__BRIEF__. A faithful transcription of all lines below is the expected answer.

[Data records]
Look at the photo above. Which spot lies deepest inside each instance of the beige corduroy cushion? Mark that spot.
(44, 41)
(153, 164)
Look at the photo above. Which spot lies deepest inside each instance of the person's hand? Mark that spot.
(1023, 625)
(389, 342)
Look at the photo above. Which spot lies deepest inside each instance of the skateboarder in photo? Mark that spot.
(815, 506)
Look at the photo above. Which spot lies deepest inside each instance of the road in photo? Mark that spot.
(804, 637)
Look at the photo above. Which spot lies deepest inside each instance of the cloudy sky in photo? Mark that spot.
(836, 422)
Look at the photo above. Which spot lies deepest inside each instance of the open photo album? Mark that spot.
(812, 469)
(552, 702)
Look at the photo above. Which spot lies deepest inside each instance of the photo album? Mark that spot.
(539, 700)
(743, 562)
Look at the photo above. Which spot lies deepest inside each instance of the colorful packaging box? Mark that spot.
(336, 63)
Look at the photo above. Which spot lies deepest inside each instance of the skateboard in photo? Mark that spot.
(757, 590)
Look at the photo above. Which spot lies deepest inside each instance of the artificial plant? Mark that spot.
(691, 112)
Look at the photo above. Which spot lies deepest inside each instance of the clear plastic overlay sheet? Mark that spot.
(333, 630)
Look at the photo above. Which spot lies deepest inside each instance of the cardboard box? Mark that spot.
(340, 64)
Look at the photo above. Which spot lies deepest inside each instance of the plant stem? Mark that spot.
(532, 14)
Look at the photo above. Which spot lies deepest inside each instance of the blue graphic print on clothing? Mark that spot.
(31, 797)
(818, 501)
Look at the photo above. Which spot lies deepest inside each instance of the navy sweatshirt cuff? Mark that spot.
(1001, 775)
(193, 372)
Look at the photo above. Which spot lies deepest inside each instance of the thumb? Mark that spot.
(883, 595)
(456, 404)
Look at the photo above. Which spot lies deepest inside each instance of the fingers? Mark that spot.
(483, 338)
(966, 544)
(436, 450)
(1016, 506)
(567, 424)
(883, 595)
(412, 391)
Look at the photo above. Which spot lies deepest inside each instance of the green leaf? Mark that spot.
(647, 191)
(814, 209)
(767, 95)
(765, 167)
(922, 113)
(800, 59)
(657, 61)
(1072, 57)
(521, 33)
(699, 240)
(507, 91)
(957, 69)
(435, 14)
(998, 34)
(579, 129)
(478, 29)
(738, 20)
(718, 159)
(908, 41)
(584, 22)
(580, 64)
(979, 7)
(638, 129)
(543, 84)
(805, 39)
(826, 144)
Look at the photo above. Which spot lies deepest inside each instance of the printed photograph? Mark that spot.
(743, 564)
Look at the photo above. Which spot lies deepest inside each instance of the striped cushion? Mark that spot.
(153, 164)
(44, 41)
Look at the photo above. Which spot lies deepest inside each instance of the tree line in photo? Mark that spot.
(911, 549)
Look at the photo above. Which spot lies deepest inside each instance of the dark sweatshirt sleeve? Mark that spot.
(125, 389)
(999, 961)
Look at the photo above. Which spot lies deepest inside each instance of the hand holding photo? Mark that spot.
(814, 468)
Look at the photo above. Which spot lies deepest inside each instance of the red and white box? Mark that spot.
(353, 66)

__RESPONSE__.
Look at the photo above. Which spot lies deepest inside each instance of the beige corduroy cushion? Mark that spot.
(44, 41)
(153, 164)
Look at the photo above. Which spot lies deepest inside each instance of the person's hand? Mark that spot.
(1023, 625)
(389, 342)
Look at the photo above. Which spot lies deepest inside each instance of the skateboarder in photo? Mark that spot.
(815, 506)
Look at the photo above. Which spot lies deepest inside each instance of the road in photo? Mark that spot.
(804, 637)
Look at the photo above. Which spot lies deepest inside each instance of the cloudy sky in photo? Mark that spot.
(836, 422)
Look at the photo above. Which spot lies deepest inside each instance of the open photo album? Mark that spot.
(812, 469)
(552, 702)
Look at the photo above. Which spot lies deepest inside each instance of the photo album? Mark that spot.
(539, 700)
(743, 562)
Look at the photo above. Which spot lies deepest inside each instance of the colorful packaging box? Mark that spot.
(336, 63)
Look at the photo above. Which spot lies deepest inside each instance of the skateboard in photo? Mark that spot.
(757, 590)
Look at the photo above. Which spot lies deepest inside each instance of the artificial plant? Mark that spot.
(691, 112)
Look at the photo above. Which spot lies deepest inside each instance of the clear plastic overlay sheet? Mark that spot.
(333, 630)
Look at the photo above. Which spot lies deepest inside each instance of the cardboard box? Mark that spot.
(340, 64)
Look at the photo above. Which spot lies deepest inside each instance of the plant stem? Mark that spot.
(532, 14)
Look at the photo above. Which spot lies deepest inside each instance of the blue graphic print on clothing? Mark that spot.
(31, 797)
(818, 501)
Look at the photo above. Which spot lies deepest inside each instance of the navy sweatshirt cuff? Mark that spot.
(1001, 775)
(193, 372)
Look at the photo above. Which spot lies deepest inside each instance of the thumb? Mark that spot.
(883, 595)
(456, 404)
Look at the photo above. Which spot lies deepest inside each instance of the fingers? Mark that spot.
(483, 338)
(966, 544)
(436, 450)
(1016, 506)
(567, 424)
(883, 595)
(412, 391)
Look at the photo above. Which spot lies deepest inside each instance of the green leaf? Mark that spot.
(647, 191)
(814, 209)
(767, 95)
(765, 167)
(922, 113)
(800, 59)
(657, 61)
(1072, 57)
(521, 33)
(699, 240)
(507, 91)
(957, 69)
(435, 14)
(998, 34)
(579, 129)
(478, 29)
(738, 20)
(718, 159)
(908, 41)
(584, 22)
(580, 64)
(979, 7)
(638, 129)
(543, 84)
(805, 39)
(826, 144)
Look at the photo above. Which spot lies deepest inside each instance of the printed photograph? Mark that spot.
(743, 564)
Look at the photo above. Which spot lies deepest inside each instance of the striped cushion? Mark that spot.
(153, 164)
(44, 41)
Look at the photo above. Which spot lies deepest inside each instance of the tree line in photo? Mark that spot.
(911, 549)
Look at the photo above. Which spot lies deepest inside each instance of the dark sweatshirt sleeve? Mark that spot.
(125, 389)
(999, 961)
Look at the photo above. Which spot lies deepest inside each instance of the hand holding photo? Mark that spot.
(814, 468)
Look at the photo above. Which spot lies deepest inside each instance of the red and white box? Mark that spot.
(353, 66)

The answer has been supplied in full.